▶ TEXT UNDER STUDY:
§ §

Decisions concerning poor relief remained predominantly with individual parishes at local levels, and Inspectors of the Poor were appointed locally to assess requests for relief. In contrast to the regulations in England and Wales the establishment of poorhouses was optional, and outdoor relief could still be provided, which remained the preferred choice of most parishes. The model poorhouse design reflected this difference as rooms near the entrance were allocated for the distribution of clothing and food to those in need of outdoor relief. Neither did Scottish poorhouses rely on the earnings of inmates to contribute towards their expenditure, as was the case in England. The number of poorhouses constructed increased significantly during the period from 1850 when there were twenty-one poorhouses; this number had swelled to fifty by 1868. The majority of these were in or around Glasgow and Edinburgh. The Board required consistency in the management and operation of poorhouses, and provided a framework to be adhered to.

===Admission and discharge===
Strict regulations were enforced before paupers were admitted to the poorhouse, and written permission had to be produced to the gatekeeper. Generally signed by the local Inspector of the Poor, the authorisation had to be dated no more than three days earlier unless the holder stayed more than five miles from the poorhouse, in which case the limit was extended to six days. All new admissions were segregated into a probationary area until they had been examined and declared free from diseases affecting the mind and body by a medical officer. They would be thoroughly searched and their clothing removed before they were bathed and supplied with a standard-issue uniform. Their own clothing was steam cleaned and held in storage until they left. If a pauper wished to leave they could do so by giving the House Governor twenty-four hours notice; the simplicity of this led to the discharge system often being exploited but official authorisation was again required before re-admittance was permitted.

§ §

Records from a data source
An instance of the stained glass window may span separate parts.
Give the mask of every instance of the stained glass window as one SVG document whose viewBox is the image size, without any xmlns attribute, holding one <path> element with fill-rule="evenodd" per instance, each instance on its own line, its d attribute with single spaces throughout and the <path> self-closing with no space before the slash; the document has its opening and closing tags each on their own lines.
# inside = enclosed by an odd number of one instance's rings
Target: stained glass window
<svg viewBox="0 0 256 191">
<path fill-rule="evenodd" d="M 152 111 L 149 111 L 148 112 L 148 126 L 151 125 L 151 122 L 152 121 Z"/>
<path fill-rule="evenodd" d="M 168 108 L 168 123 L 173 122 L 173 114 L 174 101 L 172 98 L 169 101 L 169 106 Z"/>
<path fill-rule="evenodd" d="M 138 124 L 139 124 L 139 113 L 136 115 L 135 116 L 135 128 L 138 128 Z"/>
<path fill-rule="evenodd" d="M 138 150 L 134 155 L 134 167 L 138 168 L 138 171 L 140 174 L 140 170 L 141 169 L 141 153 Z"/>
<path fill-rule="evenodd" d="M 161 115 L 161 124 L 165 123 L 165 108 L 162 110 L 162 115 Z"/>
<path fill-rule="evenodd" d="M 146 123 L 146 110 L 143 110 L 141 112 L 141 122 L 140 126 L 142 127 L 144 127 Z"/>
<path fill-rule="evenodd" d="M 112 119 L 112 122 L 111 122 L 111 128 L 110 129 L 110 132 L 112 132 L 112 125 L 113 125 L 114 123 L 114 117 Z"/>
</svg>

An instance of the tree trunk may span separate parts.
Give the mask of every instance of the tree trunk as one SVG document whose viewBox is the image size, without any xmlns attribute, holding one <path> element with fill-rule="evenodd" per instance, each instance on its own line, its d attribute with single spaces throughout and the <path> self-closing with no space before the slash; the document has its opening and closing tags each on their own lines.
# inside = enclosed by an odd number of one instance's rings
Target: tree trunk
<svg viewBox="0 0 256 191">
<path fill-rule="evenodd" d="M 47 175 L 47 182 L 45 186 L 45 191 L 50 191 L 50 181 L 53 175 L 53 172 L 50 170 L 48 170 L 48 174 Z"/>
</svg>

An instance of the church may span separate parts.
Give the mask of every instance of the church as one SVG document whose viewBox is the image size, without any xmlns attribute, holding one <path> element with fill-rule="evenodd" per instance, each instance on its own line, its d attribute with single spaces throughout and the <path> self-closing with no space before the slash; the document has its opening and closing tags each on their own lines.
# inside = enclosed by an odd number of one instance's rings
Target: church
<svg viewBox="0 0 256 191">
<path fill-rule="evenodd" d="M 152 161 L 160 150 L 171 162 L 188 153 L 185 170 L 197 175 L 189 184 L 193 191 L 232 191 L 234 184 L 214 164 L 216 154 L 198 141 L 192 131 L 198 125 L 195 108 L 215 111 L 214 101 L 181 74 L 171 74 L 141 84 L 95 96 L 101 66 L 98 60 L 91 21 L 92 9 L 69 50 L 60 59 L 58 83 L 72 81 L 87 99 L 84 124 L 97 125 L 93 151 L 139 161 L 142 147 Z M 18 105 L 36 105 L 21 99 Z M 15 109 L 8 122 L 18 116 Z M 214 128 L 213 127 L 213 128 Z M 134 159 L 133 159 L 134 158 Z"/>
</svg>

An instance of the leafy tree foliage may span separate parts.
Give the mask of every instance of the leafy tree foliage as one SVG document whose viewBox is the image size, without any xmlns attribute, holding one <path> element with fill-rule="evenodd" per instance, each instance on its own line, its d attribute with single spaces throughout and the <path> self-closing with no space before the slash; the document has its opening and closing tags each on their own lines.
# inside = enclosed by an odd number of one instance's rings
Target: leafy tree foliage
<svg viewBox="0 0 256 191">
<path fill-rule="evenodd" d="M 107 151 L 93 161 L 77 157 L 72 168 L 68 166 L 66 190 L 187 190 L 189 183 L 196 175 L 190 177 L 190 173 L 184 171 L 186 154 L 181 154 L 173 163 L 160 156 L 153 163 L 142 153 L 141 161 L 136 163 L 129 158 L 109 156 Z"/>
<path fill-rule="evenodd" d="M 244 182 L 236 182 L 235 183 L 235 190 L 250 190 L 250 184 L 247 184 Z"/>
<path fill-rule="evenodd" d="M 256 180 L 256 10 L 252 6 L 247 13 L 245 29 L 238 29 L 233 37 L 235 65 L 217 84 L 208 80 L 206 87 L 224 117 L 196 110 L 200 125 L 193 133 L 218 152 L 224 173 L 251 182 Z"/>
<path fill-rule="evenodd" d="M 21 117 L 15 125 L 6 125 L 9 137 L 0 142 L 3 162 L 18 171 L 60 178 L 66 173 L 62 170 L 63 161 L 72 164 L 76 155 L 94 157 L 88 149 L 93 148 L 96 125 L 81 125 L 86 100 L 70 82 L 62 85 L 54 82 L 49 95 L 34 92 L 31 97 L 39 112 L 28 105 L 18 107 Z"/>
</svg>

§ §

▶ ACTIVITY: Transcribe the full text about Scottish poorhouses word for word. Rely only on the text about Scottish poorhouses.

▶ EXPECTED ANSWER:
Decisions concerning poor relief remained predominantly with individual parishes at local levels, and Inspectors of the Poor were appointed locally to assess requests for relief. In contrast to the regulations in England and Wales the establishment of poorhouses was optional, and outdoor relief could still be provided, which remained the preferred choice of most parishes. The model poorhouse design reflected this difference as rooms near the entrance were allocated for the distribution of clothing and food to those in need of outdoor relief. Neither did Scottish poorhouses rely on the earnings of inmates to contribute towards their expenditure, as was the case in England. The number of poorhouses constructed increased significantly during the period from 1850 when there were twenty-one poorhouses; this number had swelled to fifty by 1868. The majority of these were in or around Glasgow and Edinburgh. The Board required consistency in the management and operation of poorhouses, and provided a framework to be adhered to.

===Admission and discharge===
Strict regulations were enforced before paupers were admitted to the poorhouse, and written permission had to be produced to the gatekeeper. Generally signed by the local Inspector of the Poor, the authorisation had to be dated no more than three days earlier unless the holder stayed more than five miles from the poorhouse, in which case the limit was extended to six days. All new admissions were segregated into a probationary area until they had been examined and declared free from diseases affecting the mind and body by a medical officer. They would be thoroughly searched and their clothing removed before they were bathed and supplied with a standard-issue uniform. Their own clothing was steam cleaned and held in storage until they left. If a pauper wished to leave they could do so by giving the House Governor twenty-four hours notice; the simplicity of this led to the discharge system often being exploited but official authorisation was again required before re-admittance was permitted.